(Beginning of SELECTED PASSAGE)
You already know it means to NOT pay attention to something or someone, to ignore. Get a sense of how her emotional state affects you.

If you find her mood bothersome, unsettling, distracting, etc., and that it preoccupies your thoughts and feelings, ask yourself why that is.

When else have you felt this way?

When is the first time those feelings made their way into your awareness?

At what other time did you find your body and being negatively affected by someone else?

You might even body trace your present feelings to the very first time you remember feeling these sensations.

Now, think of how these are HER negative feelings…  and ask yourself how those feelings are somehow influencing and even directing your own feelings today.

Why is that? How is that?

How can it be that you, a separate person from her, are suddenly taking on her foul mood. I know, I know, it’s as if we are following the contagion of a yawn.

Her negative mood says jump and in response, your nervous system says, “How high?”

(See the Taming Shame course for a full dissection and strategies around this topic).

The biggest mistake a man makes in those situations is taking things personally.

He does it automatically. It’s subconscious, his nervous system putting out a hypothesis which has worked in the past… for him to evaluate and possibly adopt in the present.
(End of SELECTED PASSAGE)
(Beginning of DATASET)
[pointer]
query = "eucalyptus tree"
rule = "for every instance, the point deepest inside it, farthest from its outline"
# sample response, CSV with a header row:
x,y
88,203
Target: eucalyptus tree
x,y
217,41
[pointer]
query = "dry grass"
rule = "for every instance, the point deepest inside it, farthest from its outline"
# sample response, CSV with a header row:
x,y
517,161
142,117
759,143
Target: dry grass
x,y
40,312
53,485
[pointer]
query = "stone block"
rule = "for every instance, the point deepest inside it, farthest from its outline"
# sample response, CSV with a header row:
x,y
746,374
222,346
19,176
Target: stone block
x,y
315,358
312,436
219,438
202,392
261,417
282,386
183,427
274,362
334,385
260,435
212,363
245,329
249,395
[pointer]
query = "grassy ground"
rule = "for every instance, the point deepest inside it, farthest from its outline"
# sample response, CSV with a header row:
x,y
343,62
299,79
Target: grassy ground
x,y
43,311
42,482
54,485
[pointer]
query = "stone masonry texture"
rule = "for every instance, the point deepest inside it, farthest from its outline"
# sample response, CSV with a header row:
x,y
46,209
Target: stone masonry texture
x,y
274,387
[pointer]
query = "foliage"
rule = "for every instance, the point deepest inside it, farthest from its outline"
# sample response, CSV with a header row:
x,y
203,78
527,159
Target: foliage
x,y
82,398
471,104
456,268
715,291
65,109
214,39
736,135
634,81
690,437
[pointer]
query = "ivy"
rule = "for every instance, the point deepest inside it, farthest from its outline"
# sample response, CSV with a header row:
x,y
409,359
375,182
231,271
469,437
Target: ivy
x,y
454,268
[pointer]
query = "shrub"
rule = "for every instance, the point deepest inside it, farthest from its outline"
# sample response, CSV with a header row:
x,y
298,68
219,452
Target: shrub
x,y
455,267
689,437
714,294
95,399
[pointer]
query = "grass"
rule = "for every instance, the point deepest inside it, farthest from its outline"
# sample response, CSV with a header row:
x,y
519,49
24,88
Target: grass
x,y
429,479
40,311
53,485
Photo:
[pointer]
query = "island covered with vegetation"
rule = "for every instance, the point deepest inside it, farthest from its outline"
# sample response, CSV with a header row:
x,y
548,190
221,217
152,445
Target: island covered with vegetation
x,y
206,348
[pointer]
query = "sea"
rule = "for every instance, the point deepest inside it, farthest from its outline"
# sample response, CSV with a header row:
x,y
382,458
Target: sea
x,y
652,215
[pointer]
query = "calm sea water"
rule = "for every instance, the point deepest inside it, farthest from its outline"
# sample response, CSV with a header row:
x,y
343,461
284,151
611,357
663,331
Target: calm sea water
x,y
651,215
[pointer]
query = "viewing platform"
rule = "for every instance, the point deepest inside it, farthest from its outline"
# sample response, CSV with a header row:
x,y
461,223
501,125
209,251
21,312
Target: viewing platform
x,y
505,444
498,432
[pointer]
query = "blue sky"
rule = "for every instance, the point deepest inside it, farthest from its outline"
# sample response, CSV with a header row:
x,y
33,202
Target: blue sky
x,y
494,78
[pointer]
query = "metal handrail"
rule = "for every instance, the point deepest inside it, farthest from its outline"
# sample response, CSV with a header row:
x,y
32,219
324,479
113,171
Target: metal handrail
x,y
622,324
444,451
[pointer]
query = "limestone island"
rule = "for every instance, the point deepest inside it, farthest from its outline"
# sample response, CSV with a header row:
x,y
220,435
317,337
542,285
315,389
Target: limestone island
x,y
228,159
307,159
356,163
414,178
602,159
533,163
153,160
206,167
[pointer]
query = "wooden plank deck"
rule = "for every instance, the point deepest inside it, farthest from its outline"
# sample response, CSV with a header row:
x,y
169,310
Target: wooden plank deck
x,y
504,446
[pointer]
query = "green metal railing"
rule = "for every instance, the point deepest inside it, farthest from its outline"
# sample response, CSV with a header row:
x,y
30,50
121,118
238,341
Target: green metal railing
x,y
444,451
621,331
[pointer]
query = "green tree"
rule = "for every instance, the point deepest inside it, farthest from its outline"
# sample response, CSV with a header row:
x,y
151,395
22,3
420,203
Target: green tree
(End of DATASET)
:: WHAT TO PRODUCE ::
Copy the full passage about taking on her mood word for word, with nothing changed.

:: SOLUTION TO THIS TASK ::
You already know it means to NOT pay attention to something or someone, to ignore. Get a sense of how her emotional state affects you.

If you find her mood bothersome, unsettling, distracting, etc., and that it preoccupies your thoughts and feelings, ask yourself why that is.

When else have you felt this way?

When is the first time those feelings made their way into your awareness?

At what other time did you find your body and being negatively affected by someone else?

You might even body trace your present feelings to the very first time you remember feeling these sensations.

Now, think of how these are HER negative feelings…  and ask yourself how those feelings are somehow influencing and even directing your own feelings today.

Why is that? How is that?

How can it be that you, a separate person from her, are suddenly taking on her foul mood. I know, I know, it’s as if we are following the contagion of a yawn.

Her negative mood says jump and in response, your nervous system says, “How high?”

(See the Taming Shame course for a full dissection and strategies around this topic).

The biggest mistake a man makes in those situations is taking things personally.

He does it automatically. It’s subconscious, his nervous system putting out a hypothesis which has worked in the past… for him to evaluate and possibly adopt in the present.